EXERCISE: Begin at the line that holds "Please tag the utility" and copy each line exactly until the data below ends, including that last line but no pictures.

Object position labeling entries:
....
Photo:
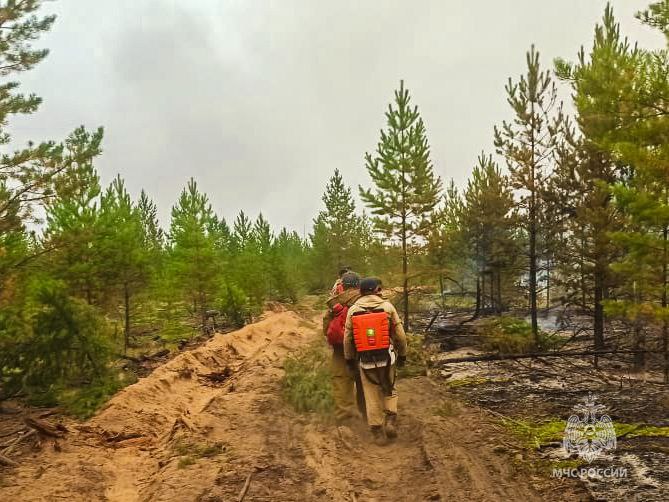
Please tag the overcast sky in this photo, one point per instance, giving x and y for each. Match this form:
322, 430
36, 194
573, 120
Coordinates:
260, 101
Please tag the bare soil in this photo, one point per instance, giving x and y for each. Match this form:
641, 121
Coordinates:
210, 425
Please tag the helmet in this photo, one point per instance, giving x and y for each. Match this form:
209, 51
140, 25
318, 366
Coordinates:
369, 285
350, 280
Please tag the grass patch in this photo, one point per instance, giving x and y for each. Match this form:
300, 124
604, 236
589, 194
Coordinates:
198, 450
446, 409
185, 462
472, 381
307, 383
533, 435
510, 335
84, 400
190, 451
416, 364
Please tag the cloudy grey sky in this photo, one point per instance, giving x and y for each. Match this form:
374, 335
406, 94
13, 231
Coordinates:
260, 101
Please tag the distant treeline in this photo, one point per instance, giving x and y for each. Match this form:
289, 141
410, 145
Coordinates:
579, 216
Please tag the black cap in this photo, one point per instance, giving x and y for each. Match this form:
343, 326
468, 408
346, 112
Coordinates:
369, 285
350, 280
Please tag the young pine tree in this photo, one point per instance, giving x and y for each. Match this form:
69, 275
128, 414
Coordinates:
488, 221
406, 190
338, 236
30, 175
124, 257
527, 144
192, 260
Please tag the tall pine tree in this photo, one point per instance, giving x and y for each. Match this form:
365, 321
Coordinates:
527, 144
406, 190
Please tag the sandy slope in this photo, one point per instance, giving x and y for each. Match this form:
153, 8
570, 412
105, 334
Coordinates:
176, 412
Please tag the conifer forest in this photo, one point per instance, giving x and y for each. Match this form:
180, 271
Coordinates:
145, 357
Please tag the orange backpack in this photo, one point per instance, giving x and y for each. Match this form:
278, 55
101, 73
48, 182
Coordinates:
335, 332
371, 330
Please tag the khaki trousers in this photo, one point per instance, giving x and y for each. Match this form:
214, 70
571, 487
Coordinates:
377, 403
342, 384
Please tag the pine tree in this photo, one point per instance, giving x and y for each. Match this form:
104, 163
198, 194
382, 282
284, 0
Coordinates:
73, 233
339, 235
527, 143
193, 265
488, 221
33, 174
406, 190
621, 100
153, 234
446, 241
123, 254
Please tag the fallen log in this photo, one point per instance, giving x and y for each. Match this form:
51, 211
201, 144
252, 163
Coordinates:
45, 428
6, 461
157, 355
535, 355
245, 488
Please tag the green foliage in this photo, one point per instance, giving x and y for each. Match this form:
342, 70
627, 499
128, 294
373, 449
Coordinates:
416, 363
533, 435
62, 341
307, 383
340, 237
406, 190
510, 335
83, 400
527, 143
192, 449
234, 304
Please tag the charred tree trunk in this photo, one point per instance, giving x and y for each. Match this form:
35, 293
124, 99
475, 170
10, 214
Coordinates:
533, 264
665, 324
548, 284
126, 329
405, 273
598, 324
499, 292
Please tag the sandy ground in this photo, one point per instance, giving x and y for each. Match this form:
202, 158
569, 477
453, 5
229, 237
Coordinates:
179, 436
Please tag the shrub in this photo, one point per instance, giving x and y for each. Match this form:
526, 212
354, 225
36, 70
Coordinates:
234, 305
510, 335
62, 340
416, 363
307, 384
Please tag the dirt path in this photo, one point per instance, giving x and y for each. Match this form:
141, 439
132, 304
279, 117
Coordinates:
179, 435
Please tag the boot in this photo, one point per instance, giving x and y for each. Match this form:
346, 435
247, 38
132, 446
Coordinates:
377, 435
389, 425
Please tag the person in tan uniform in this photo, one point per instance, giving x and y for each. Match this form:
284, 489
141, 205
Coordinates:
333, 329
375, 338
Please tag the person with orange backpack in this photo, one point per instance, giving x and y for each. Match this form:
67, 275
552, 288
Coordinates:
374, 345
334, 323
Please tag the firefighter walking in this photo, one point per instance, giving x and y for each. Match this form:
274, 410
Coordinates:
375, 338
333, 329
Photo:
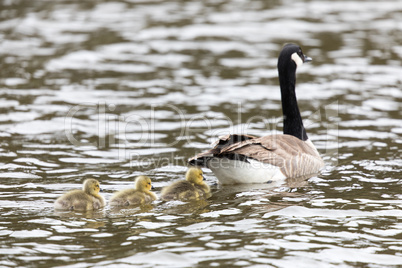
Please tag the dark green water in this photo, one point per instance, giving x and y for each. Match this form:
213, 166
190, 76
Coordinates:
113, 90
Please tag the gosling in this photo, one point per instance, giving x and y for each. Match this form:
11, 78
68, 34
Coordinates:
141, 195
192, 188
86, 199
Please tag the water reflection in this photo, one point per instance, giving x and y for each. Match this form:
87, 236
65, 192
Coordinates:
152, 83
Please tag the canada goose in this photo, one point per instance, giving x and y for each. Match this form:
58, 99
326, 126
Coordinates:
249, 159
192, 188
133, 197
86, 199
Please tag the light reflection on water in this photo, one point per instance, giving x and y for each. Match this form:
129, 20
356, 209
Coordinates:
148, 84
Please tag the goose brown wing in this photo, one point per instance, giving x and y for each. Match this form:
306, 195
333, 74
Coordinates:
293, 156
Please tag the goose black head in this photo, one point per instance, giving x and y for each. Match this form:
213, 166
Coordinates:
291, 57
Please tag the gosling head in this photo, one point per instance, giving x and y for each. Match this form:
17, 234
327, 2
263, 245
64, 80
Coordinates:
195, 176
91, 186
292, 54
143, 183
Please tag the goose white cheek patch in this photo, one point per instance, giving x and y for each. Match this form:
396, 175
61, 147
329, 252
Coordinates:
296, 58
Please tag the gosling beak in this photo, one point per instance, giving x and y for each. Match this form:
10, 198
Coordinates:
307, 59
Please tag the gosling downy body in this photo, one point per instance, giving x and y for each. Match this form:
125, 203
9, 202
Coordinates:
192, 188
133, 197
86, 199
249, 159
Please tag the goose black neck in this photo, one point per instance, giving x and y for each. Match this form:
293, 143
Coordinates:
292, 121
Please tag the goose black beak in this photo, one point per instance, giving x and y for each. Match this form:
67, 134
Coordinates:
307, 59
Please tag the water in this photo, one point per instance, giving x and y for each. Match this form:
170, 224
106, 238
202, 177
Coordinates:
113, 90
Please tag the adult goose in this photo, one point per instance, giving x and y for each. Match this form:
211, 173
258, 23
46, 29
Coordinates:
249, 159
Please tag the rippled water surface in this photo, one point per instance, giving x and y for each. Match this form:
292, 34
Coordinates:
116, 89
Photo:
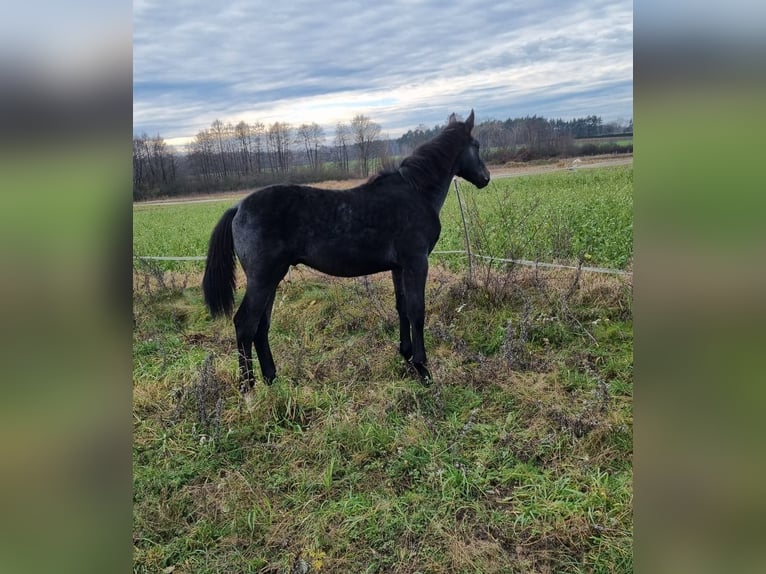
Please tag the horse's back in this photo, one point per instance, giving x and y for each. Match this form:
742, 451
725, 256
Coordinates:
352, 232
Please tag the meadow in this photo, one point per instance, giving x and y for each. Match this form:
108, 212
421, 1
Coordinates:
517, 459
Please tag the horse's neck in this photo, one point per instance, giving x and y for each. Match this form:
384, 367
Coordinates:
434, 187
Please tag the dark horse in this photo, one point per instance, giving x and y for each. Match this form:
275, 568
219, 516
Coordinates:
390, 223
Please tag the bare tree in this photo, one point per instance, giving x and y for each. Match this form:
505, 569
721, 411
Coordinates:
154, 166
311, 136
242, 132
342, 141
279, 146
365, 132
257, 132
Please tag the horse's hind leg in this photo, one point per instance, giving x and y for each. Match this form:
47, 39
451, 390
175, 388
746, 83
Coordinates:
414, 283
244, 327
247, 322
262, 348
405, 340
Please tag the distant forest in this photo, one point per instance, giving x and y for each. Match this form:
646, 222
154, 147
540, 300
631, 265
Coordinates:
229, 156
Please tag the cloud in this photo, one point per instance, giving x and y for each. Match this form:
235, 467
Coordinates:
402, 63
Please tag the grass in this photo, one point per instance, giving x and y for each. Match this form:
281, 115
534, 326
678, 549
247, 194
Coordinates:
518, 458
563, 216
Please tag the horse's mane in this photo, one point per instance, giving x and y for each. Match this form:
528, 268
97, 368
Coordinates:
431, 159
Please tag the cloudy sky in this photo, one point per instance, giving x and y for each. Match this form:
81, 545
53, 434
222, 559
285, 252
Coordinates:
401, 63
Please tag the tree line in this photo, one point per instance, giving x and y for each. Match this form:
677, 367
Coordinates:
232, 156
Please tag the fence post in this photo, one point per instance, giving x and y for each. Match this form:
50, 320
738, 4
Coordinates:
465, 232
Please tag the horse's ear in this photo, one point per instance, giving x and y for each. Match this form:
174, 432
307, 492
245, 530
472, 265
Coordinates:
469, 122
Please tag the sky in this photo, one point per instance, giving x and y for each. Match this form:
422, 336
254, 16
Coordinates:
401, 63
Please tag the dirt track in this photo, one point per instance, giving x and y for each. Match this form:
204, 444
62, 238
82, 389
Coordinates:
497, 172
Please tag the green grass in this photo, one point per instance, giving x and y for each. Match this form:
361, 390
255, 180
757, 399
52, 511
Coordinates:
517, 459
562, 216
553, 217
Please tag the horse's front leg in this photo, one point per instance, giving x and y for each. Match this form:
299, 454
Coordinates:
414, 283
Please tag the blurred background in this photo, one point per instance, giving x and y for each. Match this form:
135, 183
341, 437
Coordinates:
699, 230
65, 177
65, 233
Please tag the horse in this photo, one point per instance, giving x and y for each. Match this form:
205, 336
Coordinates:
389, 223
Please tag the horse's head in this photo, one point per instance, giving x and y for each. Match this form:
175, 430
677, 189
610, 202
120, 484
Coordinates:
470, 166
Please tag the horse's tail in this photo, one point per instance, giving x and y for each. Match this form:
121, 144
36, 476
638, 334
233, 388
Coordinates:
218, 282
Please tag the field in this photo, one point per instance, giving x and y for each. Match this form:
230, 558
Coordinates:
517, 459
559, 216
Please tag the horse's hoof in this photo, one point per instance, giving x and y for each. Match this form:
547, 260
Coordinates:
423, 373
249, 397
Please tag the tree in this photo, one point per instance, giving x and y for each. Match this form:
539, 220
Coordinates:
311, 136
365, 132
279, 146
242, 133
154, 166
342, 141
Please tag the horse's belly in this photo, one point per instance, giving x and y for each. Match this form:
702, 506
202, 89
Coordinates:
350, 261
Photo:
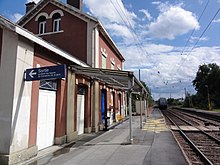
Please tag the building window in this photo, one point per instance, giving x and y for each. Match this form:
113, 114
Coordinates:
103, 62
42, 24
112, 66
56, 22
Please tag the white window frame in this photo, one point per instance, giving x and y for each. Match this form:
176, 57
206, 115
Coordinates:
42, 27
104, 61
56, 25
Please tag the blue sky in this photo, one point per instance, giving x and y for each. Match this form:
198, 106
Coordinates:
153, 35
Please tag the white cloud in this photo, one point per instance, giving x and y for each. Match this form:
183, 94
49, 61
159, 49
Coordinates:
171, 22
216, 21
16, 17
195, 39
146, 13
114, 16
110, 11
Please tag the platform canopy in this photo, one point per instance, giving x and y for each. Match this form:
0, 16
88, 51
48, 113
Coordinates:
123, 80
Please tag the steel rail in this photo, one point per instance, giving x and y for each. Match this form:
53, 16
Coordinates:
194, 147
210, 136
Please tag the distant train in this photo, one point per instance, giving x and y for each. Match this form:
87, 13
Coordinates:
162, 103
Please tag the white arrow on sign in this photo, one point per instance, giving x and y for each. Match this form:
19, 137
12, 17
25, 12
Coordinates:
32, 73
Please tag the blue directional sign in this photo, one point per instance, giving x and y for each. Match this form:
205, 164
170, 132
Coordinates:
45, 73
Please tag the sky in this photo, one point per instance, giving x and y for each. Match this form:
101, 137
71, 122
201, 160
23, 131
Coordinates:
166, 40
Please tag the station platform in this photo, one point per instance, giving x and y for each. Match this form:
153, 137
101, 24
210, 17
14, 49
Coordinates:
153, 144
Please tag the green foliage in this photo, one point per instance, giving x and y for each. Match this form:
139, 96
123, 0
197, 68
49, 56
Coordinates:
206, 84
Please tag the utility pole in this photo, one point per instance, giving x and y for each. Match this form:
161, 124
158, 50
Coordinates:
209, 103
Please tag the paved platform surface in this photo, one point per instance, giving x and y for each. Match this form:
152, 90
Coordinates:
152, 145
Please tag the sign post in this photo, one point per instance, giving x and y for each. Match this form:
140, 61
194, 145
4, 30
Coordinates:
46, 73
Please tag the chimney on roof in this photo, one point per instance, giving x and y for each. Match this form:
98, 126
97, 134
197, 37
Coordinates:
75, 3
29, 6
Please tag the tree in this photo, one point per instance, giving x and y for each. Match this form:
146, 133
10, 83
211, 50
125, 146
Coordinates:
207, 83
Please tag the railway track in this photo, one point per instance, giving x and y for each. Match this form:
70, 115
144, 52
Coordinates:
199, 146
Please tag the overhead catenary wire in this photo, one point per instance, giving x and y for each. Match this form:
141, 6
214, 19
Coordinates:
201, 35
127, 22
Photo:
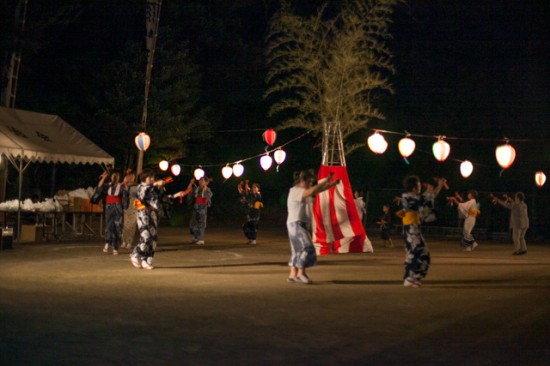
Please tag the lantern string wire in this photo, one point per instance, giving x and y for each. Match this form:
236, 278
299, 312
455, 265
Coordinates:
....
IN RESPONSE:
Please tag the utility pole in this photo, one point per instance, giving x and y for each. Match this form:
161, 124
158, 50
Coordinates:
209, 103
Please tag the paved platform surface in this photo, one point per instance, giving x and y for each. Match this form:
152, 90
Coordinates:
152, 145
Please tag the sign post in this photo, one point per instance, giving x and y for each. Match this form:
140, 61
194, 145
4, 30
Coordinates:
46, 73
Please tag the chimney on roof in this photo, one point per instance, giving x and y for each. Match this form:
98, 126
97, 134
197, 37
Coordinates:
75, 3
29, 6
Please tag the tree in this photo, one point per instance, giving x and y for each. Match this form:
146, 133
10, 83
211, 50
125, 146
Coordinates:
207, 83
Please tag the railway track in this photo, one point per instance, giving x and y for each. Match this form:
70, 115
144, 52
Coordinates:
199, 146
Please tag the overhead catenary wire in this photo, one point per instance, giving x and y for each. Match this form:
141, 6
214, 19
Coordinates:
201, 35
127, 22
Photo:
Please tag the lantern string wire in this photo, one point per instance, giving x and y for each. Match this form:
236, 278
299, 312
455, 265
Coordinates:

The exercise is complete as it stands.